TO DO:
Lay out every line below, from the one containing "Would you mind spotting the woman with" down to the one containing "<point>676,489</point>", as a numbered list, omitting blank lines.

INPUT FOR THIS TASK:
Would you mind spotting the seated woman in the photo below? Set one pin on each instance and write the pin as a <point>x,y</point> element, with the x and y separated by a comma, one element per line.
==
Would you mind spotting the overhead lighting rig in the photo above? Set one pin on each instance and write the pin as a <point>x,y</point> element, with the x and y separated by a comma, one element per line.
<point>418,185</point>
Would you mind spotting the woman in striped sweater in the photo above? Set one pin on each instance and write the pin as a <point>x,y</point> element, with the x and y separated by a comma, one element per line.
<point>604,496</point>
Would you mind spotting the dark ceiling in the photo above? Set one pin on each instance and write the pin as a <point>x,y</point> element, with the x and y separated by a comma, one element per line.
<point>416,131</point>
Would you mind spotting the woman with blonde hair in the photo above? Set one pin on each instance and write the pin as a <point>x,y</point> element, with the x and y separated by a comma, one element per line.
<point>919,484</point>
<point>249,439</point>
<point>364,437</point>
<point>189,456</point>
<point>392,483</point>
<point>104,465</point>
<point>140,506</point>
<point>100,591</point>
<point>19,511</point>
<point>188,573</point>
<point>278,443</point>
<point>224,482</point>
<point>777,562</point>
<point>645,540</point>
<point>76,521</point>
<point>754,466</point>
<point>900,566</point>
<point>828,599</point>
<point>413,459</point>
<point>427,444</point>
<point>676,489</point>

TASK ANSWER:
1. Would you mind spotting the woman with blonde hair in the photo above? Set one pin on each instance and write the pin as a <point>x,y</point> element, with the x and y separated by a comma, one element per line.
2. <point>919,484</point>
3. <point>249,439</point>
4. <point>364,437</point>
5. <point>189,456</point>
6. <point>392,483</point>
7. <point>104,465</point>
8. <point>140,506</point>
9. <point>100,591</point>
10. <point>19,511</point>
11. <point>188,573</point>
12. <point>278,443</point>
13. <point>224,482</point>
14. <point>777,562</point>
15. <point>645,540</point>
16. <point>76,521</point>
17. <point>754,466</point>
18. <point>900,566</point>
19. <point>828,599</point>
20. <point>413,459</point>
21. <point>427,444</point>
22. <point>676,489</point>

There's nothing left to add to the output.